--- start DATA ---
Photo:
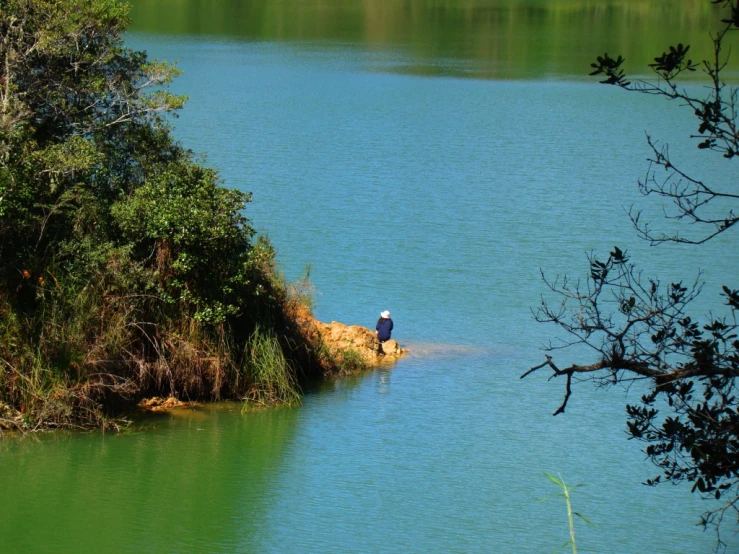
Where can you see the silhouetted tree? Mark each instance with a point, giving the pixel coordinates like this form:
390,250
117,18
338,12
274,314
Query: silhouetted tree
690,415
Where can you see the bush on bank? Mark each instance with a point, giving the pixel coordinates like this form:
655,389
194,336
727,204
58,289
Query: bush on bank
126,268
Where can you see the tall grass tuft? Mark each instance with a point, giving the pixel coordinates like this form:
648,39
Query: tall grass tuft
270,376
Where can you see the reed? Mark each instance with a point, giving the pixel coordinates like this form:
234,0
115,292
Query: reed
566,490
271,377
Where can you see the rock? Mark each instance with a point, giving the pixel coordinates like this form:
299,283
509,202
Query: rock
338,336
158,404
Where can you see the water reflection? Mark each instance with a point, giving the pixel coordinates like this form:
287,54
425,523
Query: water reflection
197,482
497,39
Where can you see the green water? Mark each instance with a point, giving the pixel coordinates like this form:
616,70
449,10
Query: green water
427,158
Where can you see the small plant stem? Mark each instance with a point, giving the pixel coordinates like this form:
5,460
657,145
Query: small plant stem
569,517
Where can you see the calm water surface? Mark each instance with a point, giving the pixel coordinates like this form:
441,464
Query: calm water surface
392,159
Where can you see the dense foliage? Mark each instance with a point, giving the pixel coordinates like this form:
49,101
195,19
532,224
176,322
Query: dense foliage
125,267
689,419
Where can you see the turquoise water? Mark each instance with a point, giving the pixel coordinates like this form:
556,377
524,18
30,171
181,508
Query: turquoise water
440,199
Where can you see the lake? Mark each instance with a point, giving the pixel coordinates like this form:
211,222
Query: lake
428,158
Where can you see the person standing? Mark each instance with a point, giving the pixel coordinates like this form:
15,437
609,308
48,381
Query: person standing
384,327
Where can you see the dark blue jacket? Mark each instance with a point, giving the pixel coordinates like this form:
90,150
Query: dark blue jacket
384,327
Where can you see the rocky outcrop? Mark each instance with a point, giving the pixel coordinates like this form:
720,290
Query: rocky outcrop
336,335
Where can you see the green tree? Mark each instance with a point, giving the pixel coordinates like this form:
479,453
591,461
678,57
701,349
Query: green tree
126,268
689,418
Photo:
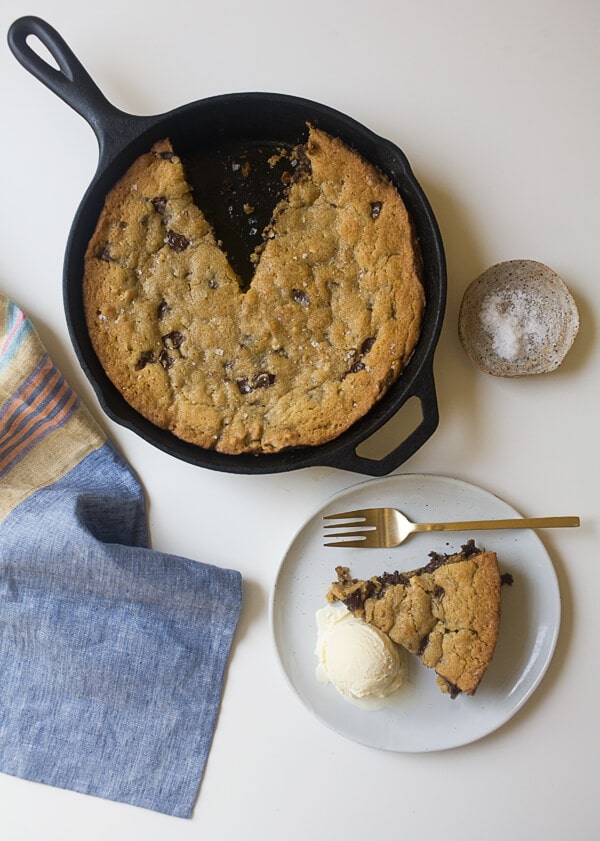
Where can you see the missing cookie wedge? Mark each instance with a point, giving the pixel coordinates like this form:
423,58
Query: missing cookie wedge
328,322
447,612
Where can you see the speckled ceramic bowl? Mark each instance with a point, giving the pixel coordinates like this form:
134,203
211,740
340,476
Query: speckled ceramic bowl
518,318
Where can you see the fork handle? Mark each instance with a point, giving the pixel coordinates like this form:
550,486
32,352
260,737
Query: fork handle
516,523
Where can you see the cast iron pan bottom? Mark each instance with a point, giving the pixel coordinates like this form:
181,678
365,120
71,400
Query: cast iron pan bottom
213,136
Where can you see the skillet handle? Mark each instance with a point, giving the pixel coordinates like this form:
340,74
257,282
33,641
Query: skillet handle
71,82
348,459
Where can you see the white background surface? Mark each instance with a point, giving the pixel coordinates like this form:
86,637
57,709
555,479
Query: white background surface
496,106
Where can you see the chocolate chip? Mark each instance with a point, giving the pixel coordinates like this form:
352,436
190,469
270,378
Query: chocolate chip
366,346
160,204
244,386
104,254
263,380
354,601
301,297
376,209
177,241
173,340
165,360
145,359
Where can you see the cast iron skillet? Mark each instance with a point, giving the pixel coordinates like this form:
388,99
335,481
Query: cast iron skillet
212,136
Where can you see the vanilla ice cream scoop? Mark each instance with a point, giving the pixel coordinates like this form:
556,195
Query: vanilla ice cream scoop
358,659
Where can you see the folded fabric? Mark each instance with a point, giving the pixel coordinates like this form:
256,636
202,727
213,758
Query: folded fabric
112,655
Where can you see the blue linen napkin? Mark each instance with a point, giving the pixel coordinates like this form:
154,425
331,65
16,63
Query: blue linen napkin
112,656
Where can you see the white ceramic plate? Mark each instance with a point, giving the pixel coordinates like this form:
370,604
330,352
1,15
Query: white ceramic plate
421,718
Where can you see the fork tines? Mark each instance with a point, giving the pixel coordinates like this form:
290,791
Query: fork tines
349,520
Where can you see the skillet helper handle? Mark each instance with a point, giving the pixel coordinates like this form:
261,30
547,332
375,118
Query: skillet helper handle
424,391
71,81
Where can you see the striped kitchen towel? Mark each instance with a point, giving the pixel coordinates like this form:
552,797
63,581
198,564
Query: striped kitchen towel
112,655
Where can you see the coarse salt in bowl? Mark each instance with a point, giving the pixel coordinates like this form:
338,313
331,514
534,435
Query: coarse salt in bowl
517,318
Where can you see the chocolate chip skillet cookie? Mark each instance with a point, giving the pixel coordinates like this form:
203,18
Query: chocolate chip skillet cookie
447,612
330,319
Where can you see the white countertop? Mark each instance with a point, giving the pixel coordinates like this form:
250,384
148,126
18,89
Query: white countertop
496,106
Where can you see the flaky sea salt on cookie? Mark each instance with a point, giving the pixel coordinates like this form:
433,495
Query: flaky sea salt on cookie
518,318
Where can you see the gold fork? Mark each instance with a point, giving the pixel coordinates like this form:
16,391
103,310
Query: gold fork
385,527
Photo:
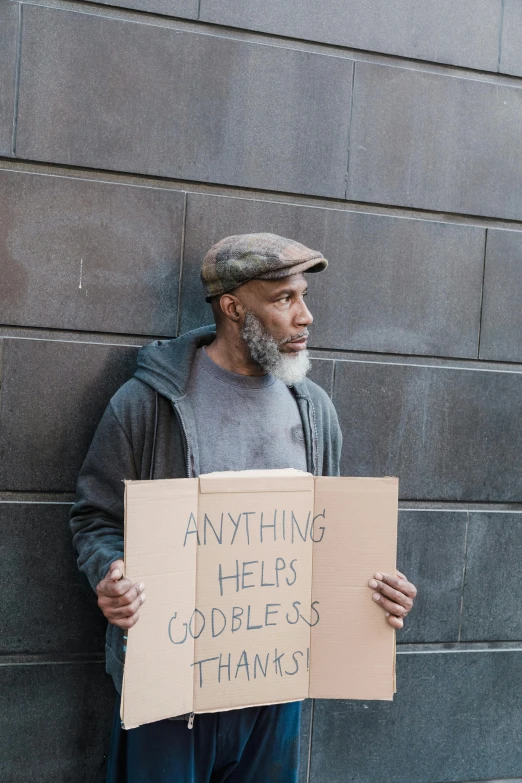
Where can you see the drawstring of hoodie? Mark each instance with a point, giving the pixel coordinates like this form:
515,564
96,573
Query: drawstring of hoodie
--- end DATA ---
Leave the pictures out and output the rest of the listing exactly.

WRITTEN RESPONSE:
Photo:
Where can you see the silhouetted tree? Mark each instance with a point, giving the pixel coordinates like this form:
390,250
117,18
338,12
274,314
Query: silhouetted tree
690,415
Where can you see the bush on bank? Mark each instance with a point, giving the pixel coordinates like this form:
655,389
194,336
727,204
58,289
Query: bush on bank
126,268
Where can you see the tall grass tuft? Mark each instance with a point, giving the pixel coordinates like this form:
648,39
Query: tall grass tuft
270,376
Where can you see the reed? Mark each instance with a point, giving the pixel coordinates like this form:
234,0
115,292
Query: reed
566,490
271,377
Where can you see the rock? Mark each instance with a point, giving the pixel coordinates like this form:
299,283
509,202
Query: rock
338,336
158,404
Where can you see the water reflection? Mark each instance with a point, giving the pixel coordinates like this form:
287,54
425,523
Query: water reflection
197,482
497,39
Where can you see the green water? Mark each instance with a point, giving the pixel coordinates like this form:
616,70
449,10
Query: green water
427,158
Where can you see the small plant stem? Mark each instance with a point, giving the pixel coordinates like this form:
5,460
657,145
Query: small plant stem
569,517
Where can you see the calm water surface? Mark each instance with a point, giving the pixel coordinates like this form:
441,464
Query: calm water surface
392,159
Where can you see the dense foliage? Mark each instance with a point, giving the pixel coordinates like this form:
49,101
195,19
532,224
176,322
Query: dense foliage
125,267
689,419
Where can you see the turquoise water? Mark each instance with a point, giving the pixel coordinates like this form:
556,377
524,18
30,171
181,508
Query: turquoise water
440,199
Where can you see the lake? Mark each instance with a point, giving the pixel coordinates like this form:
211,222
Query: lake
428,158
Where can you see the person standing? Mark each instance with a point, giving the pixel coordinates like this form:
15,437
609,308
48,381
Query: person standing
384,327
Where can you see the dark blue jacket? Mark each instance with a point, giving the pixel coordinates like this form:
90,150
Query: dark blue jacket
384,327
Where can you see the rocky outcrop? Mark each instance with a point, giving the pixel coordinates like this form:
720,290
Query: rocky outcrop
336,335
Where can you see the green tree? Mark each instance with a point, giving the pixel coordinates like this form:
479,453
591,461
678,57
701,349
Query: green tree
126,268
689,418
Photo:
Where can you see the missing cookie wedge? Mark each instance with a point, giving the pixel coordinates like this form:
423,58
Query: missing cookie wedge
328,322
447,612
Where can you see the speckled ceramic bowl? Mark each instance with a point, giving the pixel coordinates like this form:
134,203
211,740
340,476
Query: speckled ceramic bowl
518,318
Where can you see the fork handle? Mark each instance with a point, giving the pixel coordinates like this form:
550,486
32,352
260,737
Query: fork handle
516,523
Where can you see the cast iron pan bottom? Mark each instance with a point, giving the pixel coordinates like this form:
181,678
365,120
71,400
Query: cast iron pan bottom
213,136
Where can you see the skillet handle? Mark each instance with a point, giving the pixel coordinates like this form:
340,74
257,282
33,641
Query: skillet handle
71,82
348,459
Where can you see the white background surface? Mark each instance with a point, giving the pixel coordinates like this form:
86,637
57,709
555,479
Query: white background surface
496,106
Where can you see the chocolate chip? Mark each instance with a point, giving the pixel coordinates like this form:
352,436
190,469
270,378
Query: chocolate chip
366,346
160,204
244,386
104,254
263,380
354,601
301,297
376,209
177,241
173,340
165,360
145,359
Where can you see the cast iron skillet? Mark each instance with a point, giving the pixel coordinates like this form:
388,99
335,481
Query: cast iron skillet
212,136
Where can you see the vanilla ice cream scoop? Mark each instance with a point, giving the pixel coordinates like this form:
556,195
Query: vanilla ice cream scoop
358,659
Where can you see the folded fabric? Mark each instance with a point, giving the pixel coordinates like this form:
256,636
202,727
213,758
Query: folded fabric
112,655
Where can you see the blue linen napkin? Mark each instance with a point, giving the pixel coordinates like this form:
154,425
331,65
16,63
Query: blue linen napkin
112,656
Where can you see the white ceramic plate? Mark each instance with a point, giving the pixel coordinates like this form:
370,604
330,352
1,15
Query: white ceramic plate
421,718
Where can you see the fork tines? Mark each instance with a point, giving the pixel coordinates like this form:
290,791
Query: fork tines
349,520
Where can you see the skillet helper handle? Mark each instance with a point, giving the pixel coordinates like this form:
261,30
547,332
375,118
Query: skillet helper handle
424,391
71,81
Where can you see the striped kitchen towel? Mark each instance with a point, giving the pixel coordinates like this form:
552,797
63,581
198,564
Query: striped kitchen towel
112,655
Where can you see the coarse salt in bowl? Mark each instance with a point, giving the pixel coordinates like this form:
338,313
331,514
534,435
Query: coarse salt in bowl
517,318
Where can you see the chocolate chip skillet cookie? Mark each instance with a point, giving the pixel coordinates like this form:
203,18
Query: chocolate chip skillet cookie
447,612
330,319
Where can you see the white countertop? Mark each instance with a point, giving the pixel coordinates like this form:
250,384
148,126
18,89
Query: white countertop
496,106
Where can you see the flaky sea salt on cookie? Mark each instance with a point, giving the pixel coordinates like this form:
433,495
Query: flaky sea salt on cookie
518,318
Where can you see the gold fork? Mark each instance with a point, giving the pixel coordinates like this form:
16,391
103,310
Query: gold fork
385,527
Photo:
Where can you see the drawstring of hoodie? Mark each instance with a point, giving the pixel coordinates like this form:
515,564
96,573
Query: drawstring of hoodie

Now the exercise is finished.